> WHAT IS NEEDED:
Set down each line of the records once more, precisely, and omit the pictures.

> TASK DATA:
++++++
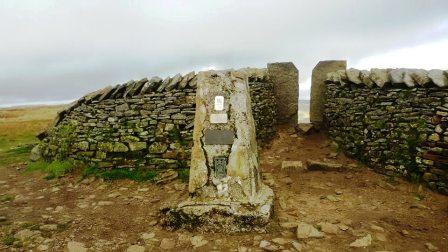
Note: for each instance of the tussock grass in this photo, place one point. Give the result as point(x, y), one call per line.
point(117, 173)
point(55, 169)
point(18, 127)
point(6, 197)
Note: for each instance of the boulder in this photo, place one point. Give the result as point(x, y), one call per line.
point(293, 166)
point(166, 176)
point(323, 166)
point(174, 82)
point(328, 228)
point(36, 153)
point(73, 246)
point(396, 76)
point(353, 75)
point(120, 147)
point(164, 84)
point(167, 244)
point(305, 231)
point(187, 78)
point(365, 77)
point(362, 242)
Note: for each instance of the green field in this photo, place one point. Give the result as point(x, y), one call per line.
point(18, 129)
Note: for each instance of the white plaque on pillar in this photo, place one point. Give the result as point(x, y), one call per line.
point(219, 103)
point(218, 118)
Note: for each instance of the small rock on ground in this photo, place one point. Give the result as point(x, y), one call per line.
point(305, 231)
point(268, 246)
point(135, 248)
point(198, 241)
point(362, 242)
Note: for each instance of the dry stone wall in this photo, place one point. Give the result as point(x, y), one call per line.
point(395, 120)
point(143, 124)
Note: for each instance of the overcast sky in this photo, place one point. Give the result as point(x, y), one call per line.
point(52, 51)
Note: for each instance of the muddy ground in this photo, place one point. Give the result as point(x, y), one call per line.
point(38, 214)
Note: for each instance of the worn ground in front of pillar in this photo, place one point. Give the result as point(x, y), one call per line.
point(397, 214)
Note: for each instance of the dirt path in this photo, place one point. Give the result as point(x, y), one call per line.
point(112, 216)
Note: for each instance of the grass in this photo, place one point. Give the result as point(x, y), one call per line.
point(184, 175)
point(116, 173)
point(6, 197)
point(15, 155)
point(54, 169)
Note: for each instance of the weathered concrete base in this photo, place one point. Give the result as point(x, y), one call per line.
point(221, 215)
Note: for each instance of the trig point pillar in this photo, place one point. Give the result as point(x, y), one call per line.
point(227, 193)
point(318, 87)
point(285, 78)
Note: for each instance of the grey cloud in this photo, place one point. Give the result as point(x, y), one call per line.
point(59, 50)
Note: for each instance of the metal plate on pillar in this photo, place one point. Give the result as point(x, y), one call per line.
point(221, 137)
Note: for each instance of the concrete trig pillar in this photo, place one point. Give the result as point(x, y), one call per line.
point(318, 89)
point(285, 78)
point(227, 193)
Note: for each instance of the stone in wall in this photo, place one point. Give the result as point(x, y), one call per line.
point(398, 125)
point(133, 125)
point(318, 88)
point(285, 78)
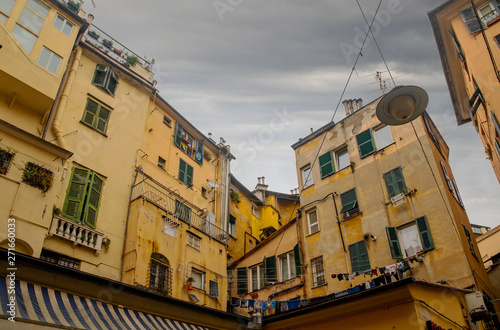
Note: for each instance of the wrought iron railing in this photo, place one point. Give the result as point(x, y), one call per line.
point(179, 210)
point(76, 233)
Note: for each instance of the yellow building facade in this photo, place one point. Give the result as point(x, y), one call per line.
point(467, 40)
point(374, 196)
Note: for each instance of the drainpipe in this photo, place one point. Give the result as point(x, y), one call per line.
point(62, 105)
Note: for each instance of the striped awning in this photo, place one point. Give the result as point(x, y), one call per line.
point(48, 306)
++++++
> ANSWER SPACE:
Note: for each instance of the tussock grass in this photo, place one point. Give the result as point(x, y), one call per line.
point(117, 173)
point(55, 169)
point(18, 127)
point(6, 197)
Note: for each instance of the boulder in this photo, place one point. Give the result as point(x, y), one call per line.
point(293, 166)
point(166, 176)
point(323, 166)
point(174, 82)
point(328, 228)
point(36, 153)
point(73, 246)
point(396, 76)
point(353, 75)
point(120, 147)
point(164, 84)
point(167, 244)
point(305, 231)
point(187, 78)
point(365, 77)
point(362, 242)
Note: for each instance of the green field in this photo, place one point. Give the result as point(x, y), one call per line.
point(18, 129)
Note: for each instance of the white plaque on pillar in this photo, place one point. Give the result as point(x, y), one call per line.
point(219, 103)
point(218, 118)
Note: for each instance of the small rock on ground in this photo, place one point. Give the result as point(x, y), one call per line.
point(305, 231)
point(268, 246)
point(135, 248)
point(198, 241)
point(362, 242)
Note: for each instance of the dry stone wall in this photo, place one point. Give the result as point(x, y), one call per line.
point(395, 120)
point(143, 124)
Note: for each instance of the overcast sky in this photo, place one point. Give the result as point(x, y), one call per line.
point(52, 51)
Note: for each instance of the muddy ground in this photo, place one point. Give the result as point(x, y), one call per line.
point(38, 214)
Note: for each instance of the worn ground in front of pillar in this photo, place one point. Give the result as point(x, y), one call per line.
point(397, 214)
Note: for each instance of the dirt path in this photo, place one point. Give the result as point(x, y), one call per line.
point(112, 216)
Note: for each instance of the grass in this photo, place one point. Give the result as point(x, y), one call per line.
point(184, 175)
point(116, 173)
point(6, 197)
point(15, 155)
point(54, 169)
Note: for each instance of the weathered concrete base in this photo, place one point. Give the result as point(x, y), one call per line.
point(221, 215)
Note: for each instance of the trig point pillar in this photo, place one point. Give the result as point(x, y), one call per line.
point(227, 193)
point(318, 87)
point(285, 78)
Note: for each instance of the grey cloud in this photo, place one point. Give the result as point(x, y), one call per line.
point(59, 50)
Note: for each instance of the metal plate on pillar in this photo, place one point. Give the result as point(x, y), one call per line.
point(221, 137)
Note: for each instance of the concrete trig pillar in this photo, place one point. Give the result as point(x, y), one call per line.
point(318, 89)
point(285, 78)
point(227, 193)
Note: for each instance of the stone in wall in this photo, place one point. Give the result as point(x, y), one call per line.
point(398, 125)
point(133, 125)
point(318, 88)
point(285, 78)
Note: for each instance of the wrought iron railing in this photo, place one point. Give the result as point(x, y), one call per line.
point(179, 210)
point(76, 233)
Note: for each instance of the yellow building facade in this photo, place one point. Give the result as point(x, y), one call per line.
point(467, 40)
point(374, 196)
Note: for each instance of the drainpipe in this photo, place one point. Give the result as point(x, y), one call per line.
point(62, 105)
Note: for each instance of the striped awning in this photo, place one point. Give the result as point(x, y), one call per line.
point(48, 306)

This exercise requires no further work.